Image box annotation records

----

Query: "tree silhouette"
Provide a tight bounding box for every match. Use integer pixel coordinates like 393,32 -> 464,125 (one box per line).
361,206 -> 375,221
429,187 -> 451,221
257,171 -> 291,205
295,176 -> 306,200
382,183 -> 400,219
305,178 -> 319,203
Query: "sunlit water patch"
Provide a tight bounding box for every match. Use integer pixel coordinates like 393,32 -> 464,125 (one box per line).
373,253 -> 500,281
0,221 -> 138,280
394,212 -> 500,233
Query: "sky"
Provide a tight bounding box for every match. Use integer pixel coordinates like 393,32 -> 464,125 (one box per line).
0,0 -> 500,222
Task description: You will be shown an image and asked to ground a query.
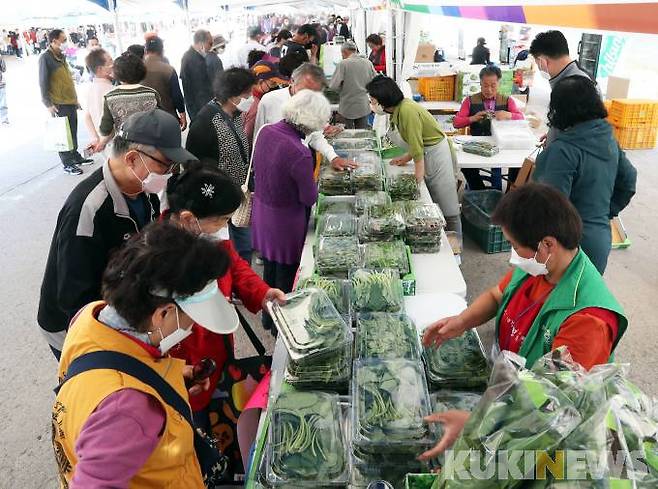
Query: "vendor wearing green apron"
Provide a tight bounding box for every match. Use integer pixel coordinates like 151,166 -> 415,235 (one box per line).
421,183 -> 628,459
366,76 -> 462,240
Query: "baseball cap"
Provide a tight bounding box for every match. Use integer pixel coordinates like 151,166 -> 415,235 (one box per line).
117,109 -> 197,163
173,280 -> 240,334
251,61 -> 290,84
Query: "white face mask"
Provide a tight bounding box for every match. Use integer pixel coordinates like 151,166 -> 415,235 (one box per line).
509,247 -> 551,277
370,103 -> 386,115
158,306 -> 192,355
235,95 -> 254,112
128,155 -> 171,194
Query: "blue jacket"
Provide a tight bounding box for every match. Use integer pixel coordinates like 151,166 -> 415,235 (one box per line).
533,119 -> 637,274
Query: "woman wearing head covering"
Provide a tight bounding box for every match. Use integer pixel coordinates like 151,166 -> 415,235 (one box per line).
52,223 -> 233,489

----

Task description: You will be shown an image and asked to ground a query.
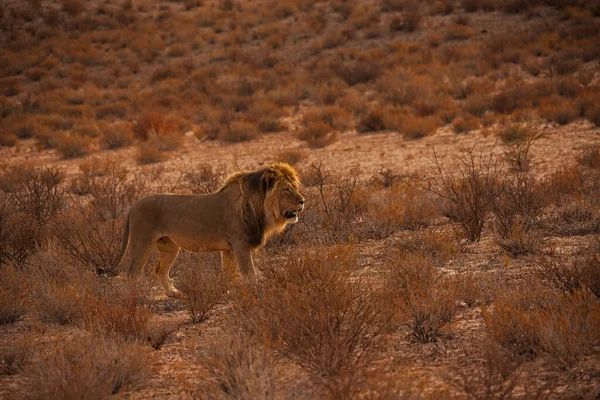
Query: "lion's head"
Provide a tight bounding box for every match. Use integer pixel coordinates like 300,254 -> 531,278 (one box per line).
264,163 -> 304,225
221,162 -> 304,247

----

** WHAT YOU HAVE TO DO **
Locate every line in the records that contains the string "wearing", matching case exactly, and copy each of those lines.

** COMPLETE ANSWER **
Query: "vendor wearing green apron"
Query: "woman wearing head covering"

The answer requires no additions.